• [Work task]:
The whole listing is to be restated word for word with no images.

• [Data provided]:
◇ ◇ ◇
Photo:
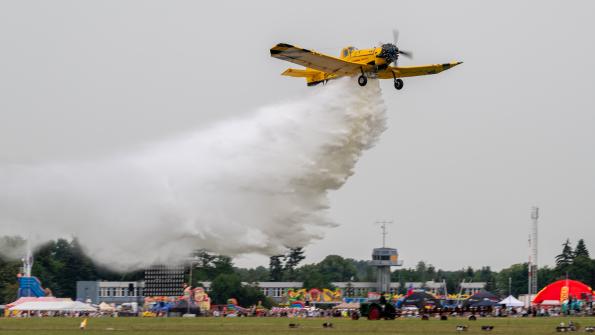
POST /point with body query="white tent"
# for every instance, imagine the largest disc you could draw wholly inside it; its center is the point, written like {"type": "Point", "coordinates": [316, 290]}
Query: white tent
{"type": "Point", "coordinates": [511, 301]}
{"type": "Point", "coordinates": [60, 306]}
◇ ◇ ◇
• [Output for this exercise]:
Photo:
POST /point with body query="white tent"
# for every instance, imagine the largest disc you could draw wholly inside it; its center is the point, written like {"type": "Point", "coordinates": [316, 290]}
Query: white tent
{"type": "Point", "coordinates": [511, 301]}
{"type": "Point", "coordinates": [60, 306]}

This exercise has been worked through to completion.